*Task to complete*: Pictures aside, repeat all the entries below exactly as they appear.

Items listed in a dataset:
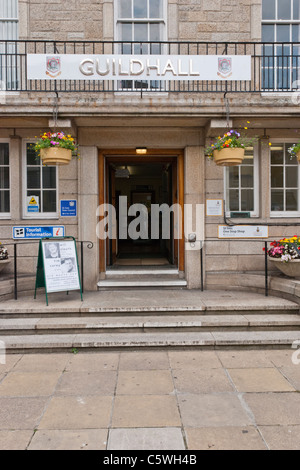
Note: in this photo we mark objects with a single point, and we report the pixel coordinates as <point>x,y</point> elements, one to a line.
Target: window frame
<point>40,215</point>
<point>287,69</point>
<point>118,20</point>
<point>283,214</point>
<point>256,185</point>
<point>7,215</point>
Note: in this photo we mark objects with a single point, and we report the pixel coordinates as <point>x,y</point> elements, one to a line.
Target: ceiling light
<point>141,150</point>
<point>122,173</point>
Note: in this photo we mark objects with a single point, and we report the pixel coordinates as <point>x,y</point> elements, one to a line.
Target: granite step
<point>151,324</point>
<point>120,341</point>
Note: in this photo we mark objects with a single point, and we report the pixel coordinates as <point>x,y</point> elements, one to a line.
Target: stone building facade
<point>174,124</point>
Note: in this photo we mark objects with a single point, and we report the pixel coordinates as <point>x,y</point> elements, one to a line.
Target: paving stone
<point>224,438</point>
<point>281,437</point>
<point>144,360</point>
<point>93,361</point>
<point>146,439</point>
<point>274,408</point>
<point>81,439</point>
<point>82,412</point>
<point>18,383</point>
<point>281,358</point>
<point>201,381</point>
<point>87,383</point>
<point>15,440</point>
<point>241,358</point>
<point>141,382</point>
<point>292,374</point>
<point>145,411</point>
<point>21,413</point>
<point>194,360</point>
<point>212,410</point>
<point>259,380</point>
<point>11,360</point>
<point>42,362</point>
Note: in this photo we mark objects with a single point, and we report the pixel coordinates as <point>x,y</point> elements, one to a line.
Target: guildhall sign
<point>143,67</point>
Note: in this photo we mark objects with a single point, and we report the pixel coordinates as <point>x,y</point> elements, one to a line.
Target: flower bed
<point>286,249</point>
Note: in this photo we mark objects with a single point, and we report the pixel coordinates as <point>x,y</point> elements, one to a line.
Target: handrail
<point>265,249</point>
<point>88,243</point>
<point>273,65</point>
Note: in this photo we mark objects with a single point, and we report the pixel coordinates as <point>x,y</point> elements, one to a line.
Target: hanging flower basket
<point>291,269</point>
<point>56,156</point>
<point>229,150</point>
<point>229,156</point>
<point>294,151</point>
<point>285,254</point>
<point>55,148</point>
<point>4,261</point>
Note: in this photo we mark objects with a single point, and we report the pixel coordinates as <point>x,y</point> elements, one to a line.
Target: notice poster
<point>60,266</point>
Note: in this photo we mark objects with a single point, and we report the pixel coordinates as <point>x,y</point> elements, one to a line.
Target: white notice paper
<point>60,265</point>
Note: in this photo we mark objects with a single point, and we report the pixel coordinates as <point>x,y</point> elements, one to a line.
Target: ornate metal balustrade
<point>275,66</point>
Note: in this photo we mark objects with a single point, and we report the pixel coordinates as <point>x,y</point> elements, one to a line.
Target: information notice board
<point>57,268</point>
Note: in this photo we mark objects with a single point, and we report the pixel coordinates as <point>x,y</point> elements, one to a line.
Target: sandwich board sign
<point>57,267</point>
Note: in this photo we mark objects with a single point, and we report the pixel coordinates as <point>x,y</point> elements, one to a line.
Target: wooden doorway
<point>109,192</point>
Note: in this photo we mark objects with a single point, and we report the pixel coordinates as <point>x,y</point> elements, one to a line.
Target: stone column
<point>194,181</point>
<point>15,160</point>
<point>264,169</point>
<point>87,219</point>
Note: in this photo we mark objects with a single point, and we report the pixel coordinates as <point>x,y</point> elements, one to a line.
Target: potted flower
<point>3,257</point>
<point>55,148</point>
<point>286,254</point>
<point>294,151</point>
<point>229,150</point>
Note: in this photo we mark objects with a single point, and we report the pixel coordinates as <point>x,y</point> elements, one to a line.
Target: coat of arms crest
<point>224,67</point>
<point>53,67</point>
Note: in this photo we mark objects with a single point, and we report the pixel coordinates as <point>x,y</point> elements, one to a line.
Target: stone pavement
<point>151,400</point>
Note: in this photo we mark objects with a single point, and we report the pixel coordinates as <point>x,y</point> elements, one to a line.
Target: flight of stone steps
<point>91,328</point>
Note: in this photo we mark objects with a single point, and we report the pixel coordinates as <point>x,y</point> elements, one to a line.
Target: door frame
<point>106,156</point>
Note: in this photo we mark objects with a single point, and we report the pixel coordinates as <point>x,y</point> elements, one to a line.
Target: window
<point>280,62</point>
<point>139,22</point>
<point>40,195</point>
<point>284,182</point>
<point>8,32</point>
<point>4,180</point>
<point>241,185</point>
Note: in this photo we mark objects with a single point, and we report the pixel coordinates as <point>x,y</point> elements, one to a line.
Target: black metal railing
<point>89,245</point>
<point>263,252</point>
<point>275,66</point>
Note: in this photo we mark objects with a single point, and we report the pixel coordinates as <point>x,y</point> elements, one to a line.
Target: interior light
<point>141,151</point>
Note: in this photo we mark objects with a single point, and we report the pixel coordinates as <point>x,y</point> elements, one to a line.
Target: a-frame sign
<point>57,266</point>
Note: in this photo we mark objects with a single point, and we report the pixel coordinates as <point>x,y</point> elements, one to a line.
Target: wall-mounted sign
<point>214,207</point>
<point>142,67</point>
<point>32,233</point>
<point>243,231</point>
<point>33,204</point>
<point>68,208</point>
<point>57,267</point>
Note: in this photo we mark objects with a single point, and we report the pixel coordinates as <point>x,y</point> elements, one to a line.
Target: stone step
<point>241,339</point>
<point>32,309</point>
<point>157,324</point>
<point>117,282</point>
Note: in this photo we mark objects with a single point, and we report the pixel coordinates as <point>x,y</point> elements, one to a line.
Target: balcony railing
<point>274,66</point>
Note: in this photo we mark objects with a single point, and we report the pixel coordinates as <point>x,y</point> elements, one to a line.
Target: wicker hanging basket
<point>229,156</point>
<point>56,156</point>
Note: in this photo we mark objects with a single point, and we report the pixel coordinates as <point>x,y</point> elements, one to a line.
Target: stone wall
<point>188,20</point>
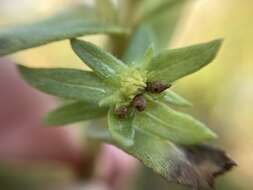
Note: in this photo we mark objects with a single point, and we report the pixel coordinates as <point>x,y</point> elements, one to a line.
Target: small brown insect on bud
<point>139,102</point>
<point>157,87</point>
<point>121,112</point>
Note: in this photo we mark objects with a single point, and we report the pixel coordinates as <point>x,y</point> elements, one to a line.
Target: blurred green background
<point>222,93</point>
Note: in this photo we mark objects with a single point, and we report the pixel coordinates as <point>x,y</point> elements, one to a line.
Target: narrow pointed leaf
<point>121,129</point>
<point>171,65</point>
<point>74,112</point>
<point>161,120</point>
<point>67,83</point>
<point>173,98</point>
<point>103,64</point>
<point>196,166</point>
<point>138,45</point>
<point>72,23</point>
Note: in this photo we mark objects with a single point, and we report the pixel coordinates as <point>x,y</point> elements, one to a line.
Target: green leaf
<point>162,17</point>
<point>194,166</point>
<point>173,98</point>
<point>69,24</point>
<point>67,83</point>
<point>159,119</point>
<point>121,129</point>
<point>171,65</point>
<point>138,45</point>
<point>74,112</point>
<point>103,64</point>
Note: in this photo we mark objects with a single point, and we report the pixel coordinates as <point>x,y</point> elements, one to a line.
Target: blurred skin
<point>24,140</point>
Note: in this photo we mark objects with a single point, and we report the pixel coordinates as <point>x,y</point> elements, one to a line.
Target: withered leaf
<point>195,166</point>
<point>201,166</point>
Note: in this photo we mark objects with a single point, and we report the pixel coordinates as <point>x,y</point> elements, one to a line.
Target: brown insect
<point>139,102</point>
<point>157,87</point>
<point>121,112</point>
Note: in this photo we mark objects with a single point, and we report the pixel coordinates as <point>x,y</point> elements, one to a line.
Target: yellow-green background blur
<point>222,93</point>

*Exercise response*:
Note: in this photo we mark objects with a single point, and we report the pixel coordinates as <point>x,y</point> elements, one to a line.
Target: window frame
<point>40,215</point>
<point>287,69</point>
<point>118,20</point>
<point>283,214</point>
<point>256,185</point>
<point>7,215</point>
Note: in this photo we mark objects with a single point, and we report the pixel coordinates as <point>x,y</point> elements, one to a line.
Target: ceiling light
<point>141,150</point>
<point>122,173</point>
Note: in this photo we mark objects with a single point, and we report the pixel coordinates as <point>x,y</point> elements, one to a line.
Target: granite step
<point>151,324</point>
<point>120,341</point>
Note: in this photo we mark objects with a single point, and we report the pixel coordinates as <point>x,y</point> elements, one to a line.
Target: stone building facade
<point>174,124</point>
Note: in this photo we mark objects with a single point, and we report the pixel coordinates as <point>x,y</point> elements, one to a line.
Target: paving stone
<point>224,438</point>
<point>281,437</point>
<point>144,360</point>
<point>93,361</point>
<point>146,439</point>
<point>274,408</point>
<point>81,439</point>
<point>82,412</point>
<point>18,383</point>
<point>281,358</point>
<point>201,381</point>
<point>87,383</point>
<point>15,440</point>
<point>241,358</point>
<point>141,382</point>
<point>292,374</point>
<point>145,411</point>
<point>21,413</point>
<point>194,360</point>
<point>212,410</point>
<point>259,380</point>
<point>11,360</point>
<point>42,362</point>
Note: in this photo we mark objects with a single point, and we report the pixel coordinates as <point>x,y</point> elements, one to a line.
Target: guildhall sign
<point>143,67</point>
Note: in this photo we mark objects with a single point, and we report the pixel coordinates as <point>x,y</point> elements, one to a line.
Target: flower bed
<point>286,249</point>
Note: in this photo we mark objects with a single point, and we report the pixel coordinates as <point>x,y</point> elements, one to a line.
Target: handrail
<point>265,249</point>
<point>88,243</point>
<point>273,65</point>
Note: in this photo we mark objects with a single point, and we report the pixel coordinates as <point>x,y</point> elements, one to a line.
Target: hanging flower basket
<point>291,269</point>
<point>56,156</point>
<point>229,150</point>
<point>229,156</point>
<point>294,151</point>
<point>285,254</point>
<point>55,148</point>
<point>4,261</point>
Note: in this photo we mark objects with a single point, and we report the pixel coordinates as <point>x,y</point> elements, one to a line.
Target: notice poster
<point>60,266</point>
Note: in this photo we mark objects with a single point, and we report the pixel coordinates as <point>x,y</point> elements, one to a line.
Target: white notice paper
<point>60,265</point>
Note: in this photo we mark objects with a single point, and we report the pixel coordinates as <point>x,y</point> elements, one to a line.
Target: ornate metal balustrade
<point>275,66</point>
Note: in this photo we mark objects with a single point, and we report the pixel coordinates as <point>x,y</point> elements, one to a line.
Target: information notice board
<point>57,268</point>
Note: in this photo we mark objects with a single point, and we report the pixel coordinates as <point>x,y</point> elements, one to a line.
Target: sandwich board sign
<point>57,267</point>
Note: in this photo we mark objects with a single point, and we report the pixel coordinates as <point>x,y</point> elements, one to a line.
Target: wooden doorway
<point>109,192</point>
Note: in this photo we mark objects with a single point, and we report the pixel coordinates as <point>x,y</point> elements, one to a line.
Target: stone column
<point>194,181</point>
<point>15,160</point>
<point>264,169</point>
<point>87,219</point>
Note: in this photo we mark objects with a single point, and we report the pixel coordinates as <point>x,y</point> elements, one to a line.
Target: potted flower
<point>3,257</point>
<point>55,148</point>
<point>286,254</point>
<point>294,151</point>
<point>229,150</point>
Note: in this photo we mark objects with a single point, and we report the pixel coordinates as <point>x,y</point> elements, one to a line.
Target: coat of arms crest
<point>224,67</point>
<point>53,67</point>
Note: in this photo we mark objects with a single point, and we report the pixel coordinates as <point>x,y</point> elements, one to a line.
Target: stone pavement
<point>151,400</point>
Note: in this photo we mark objects with a single point, and we report the pixel coordinates as <point>x,y</point> elements, one to a line.
Target: flight of stone steps
<point>91,328</point>
Note: in this photo we mark objects with a single point, and we report the pixel coordinates as <point>x,y</point> elements, one to a line.
Target: door frame
<point>106,156</point>
Note: in this photo we mark objects with a single point, and we report the pixel coordinates as <point>x,y</point> elements, one to a line.
Target: window
<point>280,62</point>
<point>139,22</point>
<point>40,195</point>
<point>284,182</point>
<point>8,32</point>
<point>4,180</point>
<point>241,185</point>
Note: in this photo we mark objects with a single point, and we report the pixel coordinates as <point>x,y</point> elements, one to a line.
Target: black metal railing
<point>89,245</point>
<point>263,252</point>
<point>275,66</point>
Note: in this photo we mark objects with a single point, and we report the pixel coordinates as <point>x,y</point> elements, one to a line.
Target: interior light
<point>141,151</point>
Note: in this photo we mark objects with a single point, and we report the pixel coordinates as <point>x,y</point> elements, one to a line.
Target: a-frame sign
<point>57,266</point>
Note: in this photo we mark objects with a single point, and we report the pixel coordinates as <point>x,y</point> elements, one to a line.
Target: wall-mounted sign
<point>214,207</point>
<point>142,67</point>
<point>32,233</point>
<point>243,231</point>
<point>33,204</point>
<point>68,208</point>
<point>57,267</point>
Note: in this photo we mark objects with a single point, and we report the pixel coordinates as <point>x,y</point> elements, one to a line.
Target: stone step
<point>241,339</point>
<point>32,309</point>
<point>157,324</point>
<point>117,282</point>
Note: in this photo we mark objects with a single point, and we report the pixel coordinates as <point>x,y</point> elements, one to a line.
Target: balcony railing
<point>274,66</point>
Note: in this photo we mark objects with a single point, and we report the pixel coordinates as <point>x,y</point> elements, one to a line.
Target: wicker hanging basket
<point>229,156</point>
<point>56,156</point>
Note: in this photo we mark objects with a single point, and we report the pixel coordinates as <point>x,y</point> elements, one to a line.
Target: stone wall
<point>188,20</point>
Note: in this photo we mark objects with a single point, and we report the pixel coordinates as <point>x,y</point> elements, one to a line.
Target: small brown insect on bud
<point>139,102</point>
<point>157,87</point>
<point>121,112</point>
Note: in this photo we mark objects with a single point, and we report the pixel coordinates as <point>x,y</point> elements, one to a line.
Target: blurred green background
<point>222,93</point>
Note: in this photo we mark objects with a single point, and we report the pixel coordinates as <point>x,y</point> elements, one to a line.
Target: narrow pointed leaf
<point>121,129</point>
<point>171,65</point>
<point>74,112</point>
<point>161,120</point>
<point>67,83</point>
<point>173,98</point>
<point>103,64</point>
<point>196,166</point>
<point>138,45</point>
<point>72,23</point>
Note: in this photo we mark objects with a single point, and we report the pixel coordinates as <point>x,y</point> elements, one to a line.
Target: green leaf
<point>162,17</point>
<point>194,166</point>
<point>173,98</point>
<point>69,24</point>
<point>67,83</point>
<point>159,119</point>
<point>121,129</point>
<point>171,65</point>
<point>138,45</point>
<point>74,112</point>
<point>103,64</point>
Note: in this photo we mark objects with a single point, and we report the pixel coordinates as <point>x,y</point> elements, one to a line.
Target: blurred skin
<point>24,140</point>
Note: in this photo we mark objects with a single point, and we report the pixel coordinates as <point>x,y</point> elements, one to a line.
Target: withered leaf
<point>195,166</point>
<point>201,166</point>
Note: in this photo we mark objects with a single point, and we report the pixel coordinates as <point>x,y</point> elements, one to a line.
Target: brown insect
<point>139,102</point>
<point>157,87</point>
<point>121,112</point>
Note: in this photo we mark objects with a single point, and we report the pixel coordinates as <point>x,y</point> elements, one to a line.
Target: yellow-green background blur
<point>222,93</point>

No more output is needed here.